▸ **What is expected**: Wherever "sari" shows up in the records below, copy the whole line.
··· Material for the task ···
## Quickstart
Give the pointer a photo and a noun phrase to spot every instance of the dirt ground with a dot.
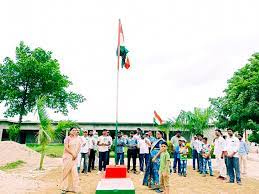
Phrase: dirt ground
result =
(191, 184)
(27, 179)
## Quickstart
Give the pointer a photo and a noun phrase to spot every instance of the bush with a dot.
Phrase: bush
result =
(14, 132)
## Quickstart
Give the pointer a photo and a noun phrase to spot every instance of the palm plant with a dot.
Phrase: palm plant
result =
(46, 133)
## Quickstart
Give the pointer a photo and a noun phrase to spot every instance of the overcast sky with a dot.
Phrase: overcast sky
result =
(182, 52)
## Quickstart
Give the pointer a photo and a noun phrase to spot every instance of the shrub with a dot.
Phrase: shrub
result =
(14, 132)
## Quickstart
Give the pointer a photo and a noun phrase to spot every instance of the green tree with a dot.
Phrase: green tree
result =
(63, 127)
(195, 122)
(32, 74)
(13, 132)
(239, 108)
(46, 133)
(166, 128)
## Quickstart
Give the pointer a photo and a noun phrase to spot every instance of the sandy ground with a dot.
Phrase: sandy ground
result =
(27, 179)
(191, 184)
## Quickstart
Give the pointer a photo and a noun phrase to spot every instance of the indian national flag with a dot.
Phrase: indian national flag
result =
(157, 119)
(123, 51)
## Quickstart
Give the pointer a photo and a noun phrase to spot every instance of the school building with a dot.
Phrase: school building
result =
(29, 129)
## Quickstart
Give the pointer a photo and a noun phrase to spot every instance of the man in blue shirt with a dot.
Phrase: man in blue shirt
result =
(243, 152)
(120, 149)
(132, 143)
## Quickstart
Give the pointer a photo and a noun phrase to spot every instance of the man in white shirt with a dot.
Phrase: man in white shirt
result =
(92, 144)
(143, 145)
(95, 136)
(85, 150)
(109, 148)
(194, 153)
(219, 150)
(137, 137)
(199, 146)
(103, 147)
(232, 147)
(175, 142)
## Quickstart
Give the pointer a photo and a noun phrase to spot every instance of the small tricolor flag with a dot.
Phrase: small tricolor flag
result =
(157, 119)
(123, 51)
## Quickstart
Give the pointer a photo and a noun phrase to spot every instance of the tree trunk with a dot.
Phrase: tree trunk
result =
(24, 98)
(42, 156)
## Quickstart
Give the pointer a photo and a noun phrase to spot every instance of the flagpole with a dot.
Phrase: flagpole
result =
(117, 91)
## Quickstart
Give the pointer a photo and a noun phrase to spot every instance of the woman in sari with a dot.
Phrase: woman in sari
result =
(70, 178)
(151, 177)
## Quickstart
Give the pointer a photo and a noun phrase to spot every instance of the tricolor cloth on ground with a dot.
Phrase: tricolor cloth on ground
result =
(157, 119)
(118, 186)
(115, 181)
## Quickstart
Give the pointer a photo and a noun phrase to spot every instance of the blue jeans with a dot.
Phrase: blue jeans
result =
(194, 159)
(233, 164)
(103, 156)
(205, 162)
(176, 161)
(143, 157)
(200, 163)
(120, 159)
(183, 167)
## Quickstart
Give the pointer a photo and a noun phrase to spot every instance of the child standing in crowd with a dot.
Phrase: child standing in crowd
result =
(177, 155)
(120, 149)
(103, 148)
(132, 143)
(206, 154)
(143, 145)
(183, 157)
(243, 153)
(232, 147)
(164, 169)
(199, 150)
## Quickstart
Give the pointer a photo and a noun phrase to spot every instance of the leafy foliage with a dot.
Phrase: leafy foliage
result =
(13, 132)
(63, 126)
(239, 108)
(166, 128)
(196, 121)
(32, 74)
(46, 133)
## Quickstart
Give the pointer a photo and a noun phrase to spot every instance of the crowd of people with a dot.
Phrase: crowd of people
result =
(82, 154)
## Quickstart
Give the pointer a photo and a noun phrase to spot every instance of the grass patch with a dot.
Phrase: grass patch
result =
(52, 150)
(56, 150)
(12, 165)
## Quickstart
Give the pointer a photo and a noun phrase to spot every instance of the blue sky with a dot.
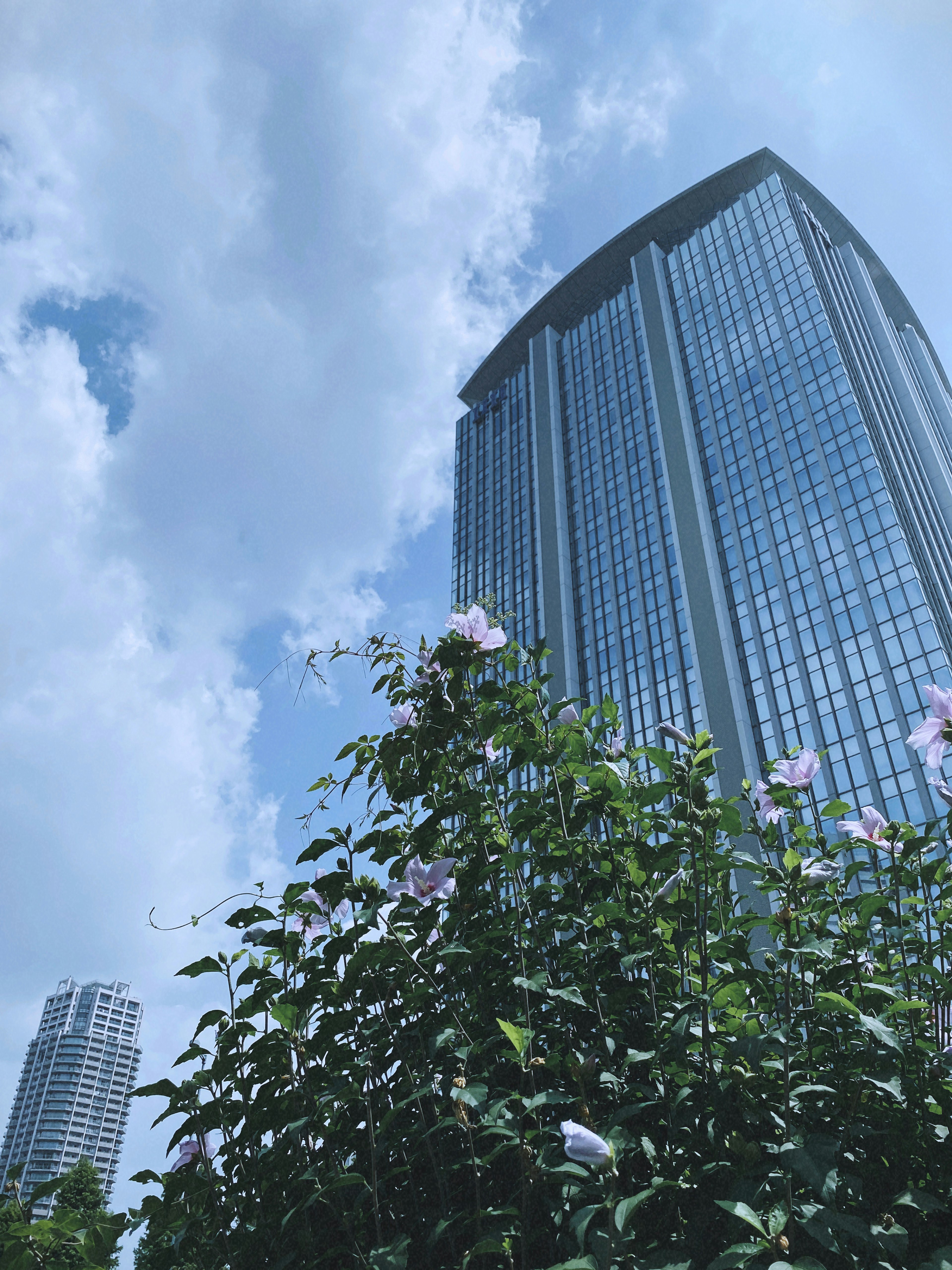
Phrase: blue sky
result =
···
▸ **Solution to this task**:
Give the pointer a photo and a noun phrase to spot every instance of the woman in sari with a dot.
Phrase: woman in sari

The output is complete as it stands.